A HISTÓRIA: Uma donzela obediente aceita casar com um bonito príncipe, mas o conto de fadas assume contornos de pesadelo quando descobre que a família real a quer sacrificar para saldar uma dívida ancestral. Presa numa gruta com um dragão, a donzela tem de lutar com unhas e dentes pela sobrevivência.

"A Donzela": disponível na Netflix a partir de 8 de março.


Crítica: Francisco Quintas

O sucesso de uma estrela sempre foi relativamente fácil de medir. Mas é uma hipótese que a conjugação das últimas causas sociais de Hollywood, nomeadamente o movimento #MeToo, com o advento dos serviços de streaming e das redes sociais, tenha permitido a certos atores e atrizes gerirem a sua carreira de modo mais autónomo.

Portanto, não é espantoso – aliás, é imensamente admirável – que Millie Bobby Brown, a talentosa protagonista de “Stranger Things” (2016 - ), tenha tomado decisões profissionais certeiras na ambiciosa corrida pelo estrelato internacional.

Após uma entrada tímida no cinema 'blockbuster', não demorou muito para o contrato com a Netflix progredir para uma parceria de produção executiva. A primeira aposta foi o divertido “Enola Holmes”, que a plataforma 'resgatou' numa compra à Warner Bros. durante a pandemia em 2020, que propunha a perspetiva da irmã mais nova do icónico detetive inglês e teve uma sequela em 2022.

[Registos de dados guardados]
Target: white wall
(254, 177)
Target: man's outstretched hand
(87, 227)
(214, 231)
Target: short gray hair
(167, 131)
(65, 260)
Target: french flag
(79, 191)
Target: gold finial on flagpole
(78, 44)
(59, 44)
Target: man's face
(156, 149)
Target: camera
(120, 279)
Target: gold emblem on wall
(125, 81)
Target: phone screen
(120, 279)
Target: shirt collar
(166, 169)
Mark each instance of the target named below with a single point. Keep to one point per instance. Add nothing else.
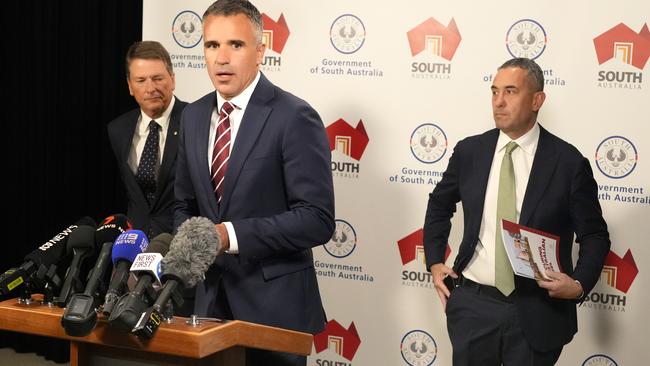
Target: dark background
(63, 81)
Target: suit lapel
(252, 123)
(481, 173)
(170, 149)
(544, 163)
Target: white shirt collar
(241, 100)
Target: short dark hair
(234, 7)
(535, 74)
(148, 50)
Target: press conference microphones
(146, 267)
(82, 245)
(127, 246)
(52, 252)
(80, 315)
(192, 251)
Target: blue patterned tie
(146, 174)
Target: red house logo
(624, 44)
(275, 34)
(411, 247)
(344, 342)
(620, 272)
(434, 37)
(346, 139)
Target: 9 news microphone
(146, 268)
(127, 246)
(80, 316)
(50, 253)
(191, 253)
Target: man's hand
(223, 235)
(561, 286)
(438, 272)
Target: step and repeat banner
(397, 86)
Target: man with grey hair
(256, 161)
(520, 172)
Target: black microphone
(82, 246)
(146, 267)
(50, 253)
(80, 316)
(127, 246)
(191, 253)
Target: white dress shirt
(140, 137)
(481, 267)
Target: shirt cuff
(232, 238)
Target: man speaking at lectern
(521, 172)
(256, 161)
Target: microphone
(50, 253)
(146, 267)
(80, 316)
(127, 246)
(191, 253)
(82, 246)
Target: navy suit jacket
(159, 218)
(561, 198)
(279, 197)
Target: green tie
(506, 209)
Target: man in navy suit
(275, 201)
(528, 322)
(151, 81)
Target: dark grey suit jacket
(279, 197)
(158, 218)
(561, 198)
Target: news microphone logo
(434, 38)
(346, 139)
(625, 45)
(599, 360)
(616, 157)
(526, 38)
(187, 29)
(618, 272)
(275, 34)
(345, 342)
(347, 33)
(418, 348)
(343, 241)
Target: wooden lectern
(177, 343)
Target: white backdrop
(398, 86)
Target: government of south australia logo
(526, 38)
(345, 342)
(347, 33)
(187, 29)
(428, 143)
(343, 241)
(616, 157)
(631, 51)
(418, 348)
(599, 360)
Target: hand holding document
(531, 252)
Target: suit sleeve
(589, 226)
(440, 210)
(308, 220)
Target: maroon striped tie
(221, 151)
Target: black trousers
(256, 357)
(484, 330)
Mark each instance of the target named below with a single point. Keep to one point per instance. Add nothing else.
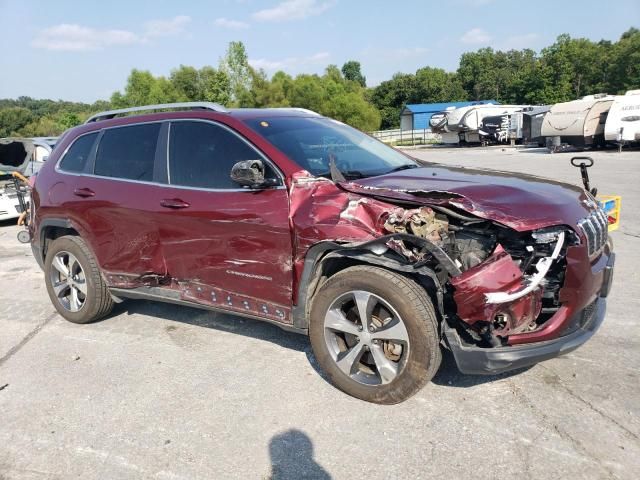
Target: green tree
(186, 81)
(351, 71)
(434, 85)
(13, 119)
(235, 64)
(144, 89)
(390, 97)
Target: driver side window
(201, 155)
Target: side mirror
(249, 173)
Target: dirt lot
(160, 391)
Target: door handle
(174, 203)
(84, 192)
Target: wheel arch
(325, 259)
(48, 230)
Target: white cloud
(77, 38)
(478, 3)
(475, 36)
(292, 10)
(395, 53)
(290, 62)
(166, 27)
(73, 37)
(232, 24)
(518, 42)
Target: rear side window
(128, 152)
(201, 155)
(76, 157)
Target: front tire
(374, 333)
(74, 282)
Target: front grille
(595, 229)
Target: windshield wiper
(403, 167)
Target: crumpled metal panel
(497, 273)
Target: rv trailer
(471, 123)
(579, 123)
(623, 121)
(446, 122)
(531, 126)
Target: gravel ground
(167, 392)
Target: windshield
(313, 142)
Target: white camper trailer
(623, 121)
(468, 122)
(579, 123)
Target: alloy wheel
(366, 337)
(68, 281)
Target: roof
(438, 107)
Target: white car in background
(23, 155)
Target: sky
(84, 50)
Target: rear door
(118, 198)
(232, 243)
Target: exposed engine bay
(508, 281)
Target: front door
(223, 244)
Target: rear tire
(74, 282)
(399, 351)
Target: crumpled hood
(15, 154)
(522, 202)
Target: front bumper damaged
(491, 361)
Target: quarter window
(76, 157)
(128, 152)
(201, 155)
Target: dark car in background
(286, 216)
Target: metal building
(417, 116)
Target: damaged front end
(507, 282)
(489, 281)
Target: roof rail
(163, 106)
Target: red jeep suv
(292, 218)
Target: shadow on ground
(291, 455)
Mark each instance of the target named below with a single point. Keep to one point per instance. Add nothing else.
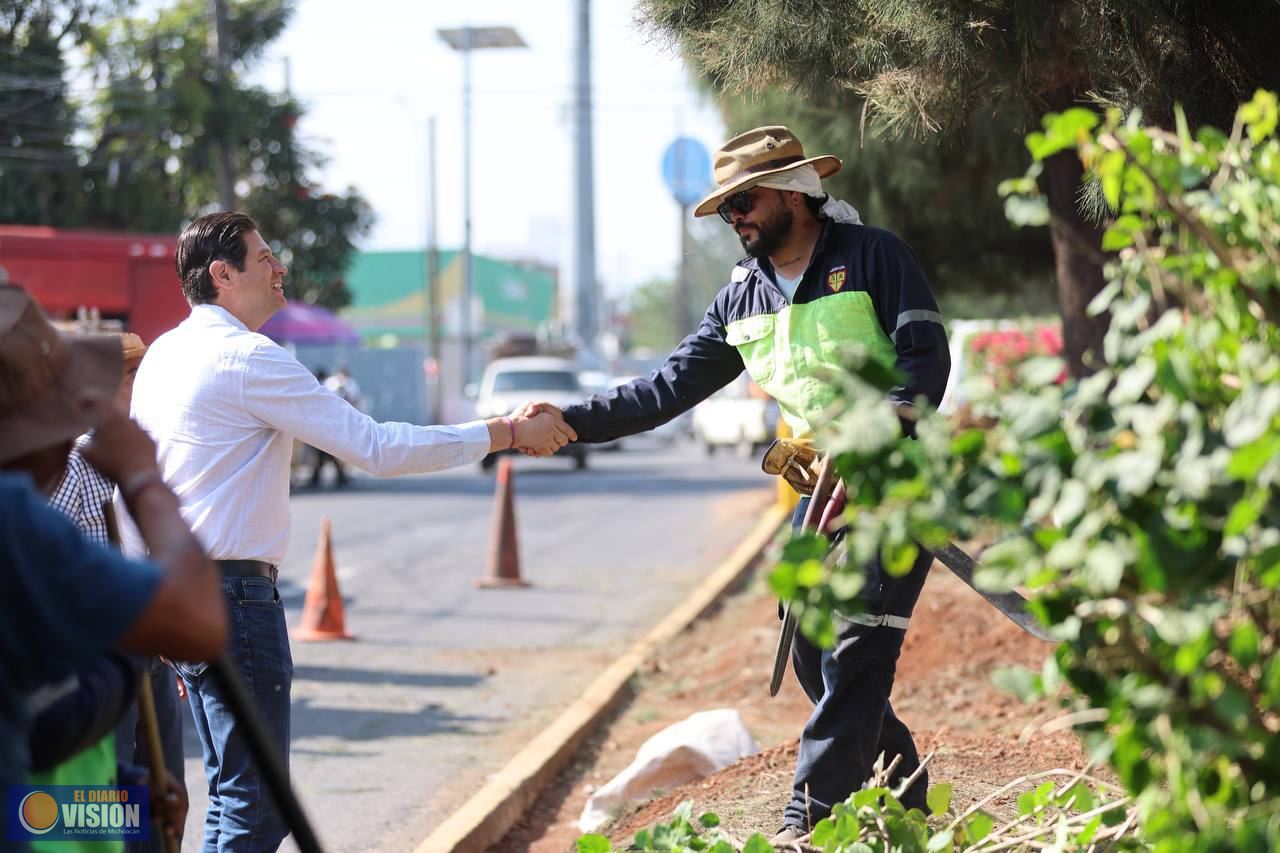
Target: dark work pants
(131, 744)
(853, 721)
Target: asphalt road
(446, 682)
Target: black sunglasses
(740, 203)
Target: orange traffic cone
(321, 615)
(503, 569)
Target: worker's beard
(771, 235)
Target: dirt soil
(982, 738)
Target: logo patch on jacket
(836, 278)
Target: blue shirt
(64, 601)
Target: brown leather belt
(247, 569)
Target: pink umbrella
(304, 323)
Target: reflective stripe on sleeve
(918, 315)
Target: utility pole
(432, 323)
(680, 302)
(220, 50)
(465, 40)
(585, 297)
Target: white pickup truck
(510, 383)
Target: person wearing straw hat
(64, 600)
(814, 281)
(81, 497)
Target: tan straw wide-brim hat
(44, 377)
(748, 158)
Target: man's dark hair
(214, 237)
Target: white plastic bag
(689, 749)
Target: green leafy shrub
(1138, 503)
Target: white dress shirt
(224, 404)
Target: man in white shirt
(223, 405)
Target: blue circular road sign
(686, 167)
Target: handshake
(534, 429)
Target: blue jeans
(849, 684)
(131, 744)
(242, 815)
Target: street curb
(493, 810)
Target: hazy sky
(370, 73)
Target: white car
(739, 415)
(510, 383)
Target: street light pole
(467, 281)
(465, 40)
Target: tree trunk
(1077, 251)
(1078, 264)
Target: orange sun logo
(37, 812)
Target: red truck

...

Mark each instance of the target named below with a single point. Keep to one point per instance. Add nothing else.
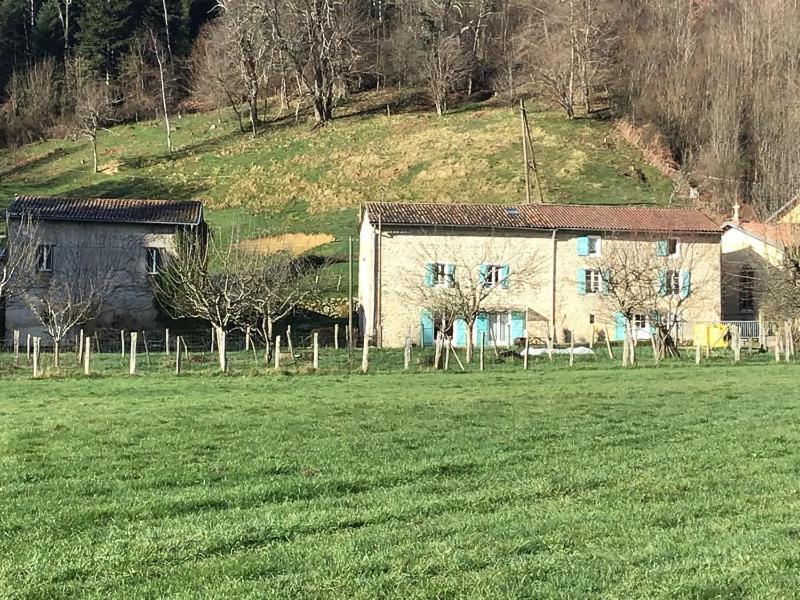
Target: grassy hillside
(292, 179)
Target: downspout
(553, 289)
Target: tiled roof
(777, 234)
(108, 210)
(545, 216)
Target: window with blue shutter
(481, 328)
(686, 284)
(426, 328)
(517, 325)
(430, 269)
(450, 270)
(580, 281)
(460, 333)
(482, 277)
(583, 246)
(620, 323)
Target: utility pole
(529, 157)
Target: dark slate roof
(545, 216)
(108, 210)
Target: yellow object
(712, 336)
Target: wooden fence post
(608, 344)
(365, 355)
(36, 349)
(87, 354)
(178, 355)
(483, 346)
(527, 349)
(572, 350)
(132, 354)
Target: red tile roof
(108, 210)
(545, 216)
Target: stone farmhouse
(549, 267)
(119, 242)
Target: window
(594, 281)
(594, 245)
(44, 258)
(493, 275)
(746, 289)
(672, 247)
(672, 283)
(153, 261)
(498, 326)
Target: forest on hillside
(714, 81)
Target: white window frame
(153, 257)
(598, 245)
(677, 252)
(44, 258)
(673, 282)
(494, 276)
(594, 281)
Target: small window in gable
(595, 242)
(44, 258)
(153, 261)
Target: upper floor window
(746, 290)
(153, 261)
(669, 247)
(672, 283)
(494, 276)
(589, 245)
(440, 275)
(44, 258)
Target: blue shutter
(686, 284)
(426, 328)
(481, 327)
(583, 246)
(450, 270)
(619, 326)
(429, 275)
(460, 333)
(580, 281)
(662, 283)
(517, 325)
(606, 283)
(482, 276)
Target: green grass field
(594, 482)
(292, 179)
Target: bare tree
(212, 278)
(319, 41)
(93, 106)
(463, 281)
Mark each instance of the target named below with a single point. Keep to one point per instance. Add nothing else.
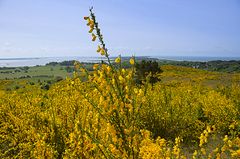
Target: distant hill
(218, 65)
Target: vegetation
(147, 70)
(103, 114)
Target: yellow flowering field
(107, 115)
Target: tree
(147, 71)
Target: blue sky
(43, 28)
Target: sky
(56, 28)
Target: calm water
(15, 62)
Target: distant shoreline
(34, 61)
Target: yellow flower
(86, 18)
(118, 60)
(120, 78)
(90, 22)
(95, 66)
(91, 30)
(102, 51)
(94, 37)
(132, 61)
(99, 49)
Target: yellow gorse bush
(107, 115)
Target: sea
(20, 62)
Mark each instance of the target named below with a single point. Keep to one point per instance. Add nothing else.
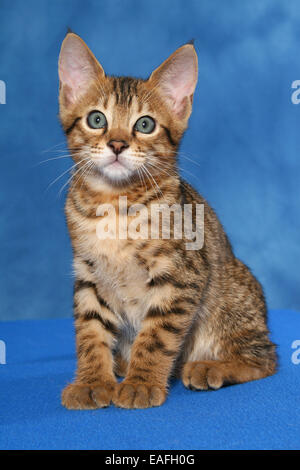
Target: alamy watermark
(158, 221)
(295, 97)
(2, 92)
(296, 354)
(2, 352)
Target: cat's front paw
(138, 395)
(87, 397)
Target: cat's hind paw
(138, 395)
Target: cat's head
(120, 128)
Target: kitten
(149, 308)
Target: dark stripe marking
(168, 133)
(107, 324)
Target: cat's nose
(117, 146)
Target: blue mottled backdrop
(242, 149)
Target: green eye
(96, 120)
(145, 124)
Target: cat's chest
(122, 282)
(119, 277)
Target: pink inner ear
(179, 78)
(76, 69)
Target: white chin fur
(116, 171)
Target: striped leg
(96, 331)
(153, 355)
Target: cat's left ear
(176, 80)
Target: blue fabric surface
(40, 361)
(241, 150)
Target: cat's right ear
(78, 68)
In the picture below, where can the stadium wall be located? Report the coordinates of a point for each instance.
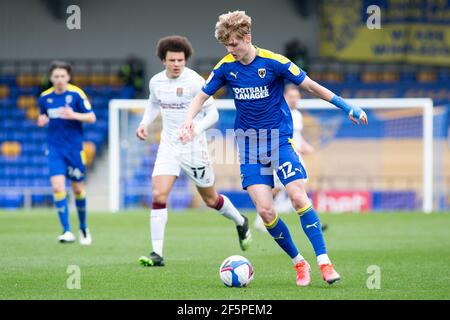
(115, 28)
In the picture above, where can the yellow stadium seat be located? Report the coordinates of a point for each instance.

Instruções de trabalho
Troque "parceria" por "colaboração" e volte a escrever o trecho da crítica ao filme A Donzela que vai de "Após uma entrada" até "sequela em 2022.".

Resultado da tarefa
Após uma entrada tímida no cinema 'blockbuster', não demorou muito para o contrato com a Netflix progredir para uma colaboração de produção executiva. A primeira aposta foi o divertido “Enola Holmes”, que a plataforma 'resgatou' numa compra à Warner Bros. durante a pandemia em 2020, que propunha a perspetiva da irmã mais nova do icónico detetive inglês e teve uma sequela em 2022.